** Start of Records provided **

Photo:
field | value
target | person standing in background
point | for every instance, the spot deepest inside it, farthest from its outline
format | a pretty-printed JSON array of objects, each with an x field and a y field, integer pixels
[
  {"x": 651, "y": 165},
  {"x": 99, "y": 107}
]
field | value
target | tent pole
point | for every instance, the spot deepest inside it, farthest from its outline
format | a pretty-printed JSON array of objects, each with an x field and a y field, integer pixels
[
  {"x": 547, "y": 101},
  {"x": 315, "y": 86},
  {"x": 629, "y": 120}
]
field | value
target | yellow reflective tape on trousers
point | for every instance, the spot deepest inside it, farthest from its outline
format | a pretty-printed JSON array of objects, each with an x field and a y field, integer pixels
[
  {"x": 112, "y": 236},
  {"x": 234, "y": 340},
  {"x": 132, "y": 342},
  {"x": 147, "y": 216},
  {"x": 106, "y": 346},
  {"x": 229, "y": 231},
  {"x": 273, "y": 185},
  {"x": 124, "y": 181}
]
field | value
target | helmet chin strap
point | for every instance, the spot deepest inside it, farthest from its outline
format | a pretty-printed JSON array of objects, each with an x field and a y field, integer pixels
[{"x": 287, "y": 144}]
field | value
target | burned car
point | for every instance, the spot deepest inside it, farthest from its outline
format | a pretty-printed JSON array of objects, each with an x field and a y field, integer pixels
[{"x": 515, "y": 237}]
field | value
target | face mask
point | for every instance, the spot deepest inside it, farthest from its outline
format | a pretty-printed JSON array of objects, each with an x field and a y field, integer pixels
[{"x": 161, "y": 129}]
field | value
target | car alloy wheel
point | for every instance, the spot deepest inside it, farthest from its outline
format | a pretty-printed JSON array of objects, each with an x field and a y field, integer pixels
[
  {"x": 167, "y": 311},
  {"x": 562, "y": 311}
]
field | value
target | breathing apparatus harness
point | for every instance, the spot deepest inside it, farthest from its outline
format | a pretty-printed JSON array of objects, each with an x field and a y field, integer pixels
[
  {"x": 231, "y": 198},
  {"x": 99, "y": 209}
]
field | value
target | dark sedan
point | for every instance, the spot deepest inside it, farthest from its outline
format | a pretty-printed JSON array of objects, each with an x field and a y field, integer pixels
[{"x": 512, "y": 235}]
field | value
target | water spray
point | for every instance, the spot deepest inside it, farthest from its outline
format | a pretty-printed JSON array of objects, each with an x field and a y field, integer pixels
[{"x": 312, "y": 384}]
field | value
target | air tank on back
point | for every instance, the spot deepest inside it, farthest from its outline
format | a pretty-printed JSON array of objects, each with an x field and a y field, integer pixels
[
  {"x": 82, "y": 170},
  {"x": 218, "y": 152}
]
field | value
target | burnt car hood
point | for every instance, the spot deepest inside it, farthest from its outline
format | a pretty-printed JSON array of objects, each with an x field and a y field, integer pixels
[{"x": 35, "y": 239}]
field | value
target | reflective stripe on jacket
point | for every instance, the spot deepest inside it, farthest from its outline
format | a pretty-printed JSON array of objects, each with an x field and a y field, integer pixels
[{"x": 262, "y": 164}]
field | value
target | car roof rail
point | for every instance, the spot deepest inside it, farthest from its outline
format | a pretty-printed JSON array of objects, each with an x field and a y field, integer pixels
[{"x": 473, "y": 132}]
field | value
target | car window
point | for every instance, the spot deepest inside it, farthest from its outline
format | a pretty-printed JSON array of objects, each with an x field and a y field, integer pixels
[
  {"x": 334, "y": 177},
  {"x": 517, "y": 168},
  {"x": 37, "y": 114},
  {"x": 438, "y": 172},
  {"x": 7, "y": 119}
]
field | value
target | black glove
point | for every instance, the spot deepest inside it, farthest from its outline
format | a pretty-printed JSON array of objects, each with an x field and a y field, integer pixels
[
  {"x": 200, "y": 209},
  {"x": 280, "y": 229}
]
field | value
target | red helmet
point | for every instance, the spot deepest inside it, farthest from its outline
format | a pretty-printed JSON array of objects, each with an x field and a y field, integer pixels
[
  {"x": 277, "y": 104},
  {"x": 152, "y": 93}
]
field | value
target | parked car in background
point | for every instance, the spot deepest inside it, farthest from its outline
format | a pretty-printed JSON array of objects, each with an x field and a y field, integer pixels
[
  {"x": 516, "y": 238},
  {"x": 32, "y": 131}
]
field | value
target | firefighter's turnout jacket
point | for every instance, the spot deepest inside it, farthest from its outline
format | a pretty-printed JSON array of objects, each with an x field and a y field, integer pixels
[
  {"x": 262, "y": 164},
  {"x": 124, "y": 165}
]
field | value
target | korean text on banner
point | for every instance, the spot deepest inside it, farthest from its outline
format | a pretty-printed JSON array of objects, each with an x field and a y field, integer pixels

** End of Records provided **

- [Your objective]: Repeat every line of the material exactly as given.

- [Answer to this task]:
Photo:
field | value
target | person standing in background
point | for every instance, the spot deepest inside it, farthest from its outline
format | a pretty-printed JSON array of objects, each with an x field and a y field, integer pixels
[
  {"x": 651, "y": 165},
  {"x": 99, "y": 107}
]
field | value
target | tent pole
point | for every instance, the spot deepest inside it, farthest from its outline
format | a pretty-printed JSON array of objects, each with an x field and a y field, integer pixels
[
  {"x": 547, "y": 101},
  {"x": 315, "y": 86},
  {"x": 629, "y": 120}
]
field | value
target | yellow reflective tape on trousers
point | for every instance, the spot deepest inside it, farthest from its outline
format | a pretty-printed JSON array of objects, each with an x field and a y field, integer pixels
[
  {"x": 112, "y": 236},
  {"x": 234, "y": 340},
  {"x": 132, "y": 342},
  {"x": 147, "y": 216},
  {"x": 106, "y": 346},
  {"x": 229, "y": 231},
  {"x": 273, "y": 185},
  {"x": 124, "y": 181}
]
field | value
target | helmet chin strap
point | for every instance, the spot deepest inside it, farthest from its outline
format | a pretty-printed JSON array of objects, each with an x field and a y field, integer pixels
[{"x": 287, "y": 144}]
field | value
target | burned car
point | for every instance, the spot deepest inside it, farthest from its outline
format | a pretty-printed JSON array of objects, each with an x field and a y field, integer pixels
[{"x": 515, "y": 237}]
field | value
target | face mask
point | for every instance, the spot deepest inside it, farthest from its outline
format | a pretty-printed JSON array of objects, each with an x field and a y field, integer pixels
[{"x": 161, "y": 129}]
field | value
target | car alloy wheel
point | for every instance, the spot deepest inside it, farthest from its outline
format | a pretty-printed JSON array of objects, each with an x field and a y field, integer pixels
[
  {"x": 167, "y": 311},
  {"x": 562, "y": 311}
]
field | value
target | breathing apparatus harness
point | for every instance, the spot deepest inside it, farthest from its outline
format | a pretty-printed JSON array of objects, each with an x field and a y field, integer pixels
[
  {"x": 231, "y": 198},
  {"x": 99, "y": 209}
]
field | value
target | dark sedan
point | for every instance, the spot deepest inside it, farthest from its outline
format | a pretty-printed JSON array of objects, each with an x field and a y field, integer pixels
[{"x": 512, "y": 235}]
field | value
target | water spray
point | for every instance, the spot deepest inside it, farthest from its outline
format | a pretty-printed JSON array of objects, each with an x field and a y field, integer pixels
[{"x": 312, "y": 384}]
field | value
target | air tank on back
point | for every instance, the spot deepest inside it, farthest from its outline
format | a pretty-printed JSON array of objects, each with an x field and a y field, integer pixels
[
  {"x": 82, "y": 170},
  {"x": 218, "y": 152}
]
field | value
target | burnt car hood
point | for every instance, the spot deepest inside it, farthest from its outline
format | a pretty-printed JSON array of objects, each with an x field and a y field, integer pixels
[{"x": 35, "y": 239}]
field | value
target | reflective stripe on jacket
point | for every instance, the spot deepest inside it, farthest from its outline
format | a pretty-printed JSON array of objects, each with an x field and a y field, integer pixels
[{"x": 262, "y": 164}]
field | value
target | car roof rail
point | for every instance, the spot deepest inside it, farthest from its outline
format | a pretty-printed JSON array of objects, each with an x field and a y field, integer pixels
[{"x": 473, "y": 132}]
field | value
target | car window
point | for every instance, the spot deepest inside it, farthest from its outline
format | a pretty-printed JSON array of objects, each with an x field and a y field, integer pixels
[
  {"x": 334, "y": 177},
  {"x": 517, "y": 168},
  {"x": 37, "y": 114},
  {"x": 438, "y": 172},
  {"x": 7, "y": 119}
]
field | value
target | black glove
point | for every instance, the spot deepest inside it, farthest from its outline
format | a pretty-printed JSON array of objects, each with an x field and a y field, integer pixels
[
  {"x": 200, "y": 209},
  {"x": 280, "y": 229}
]
field | value
target | red helmet
point | for every instance, the spot deepest inside it, farthest from its outline
format | a pretty-printed JSON array of objects, each with an x field and a y field, integer pixels
[
  {"x": 277, "y": 104},
  {"x": 152, "y": 93}
]
field | value
target | parked car in background
point | for every instance, the spot deepest inside it, farthest from its outline
format | a pretty-printed JSON array of objects, each with an x field and a y field, integer pixels
[
  {"x": 516, "y": 238},
  {"x": 32, "y": 131}
]
field | value
target | firefighter's turnout jacket
point | for every instance, the spot deepest inside it, farthest from its outline
format | a pretty-printed JSON array of objects, each with an x field and a y field, integer pixels
[
  {"x": 262, "y": 164},
  {"x": 124, "y": 165}
]
field | value
target | korean text on banner
point | for every instance, the spot deepest inside it, farthest from its outline
format | a pretty-printed JSON array of objects, each with an x field and a y field, integer pixels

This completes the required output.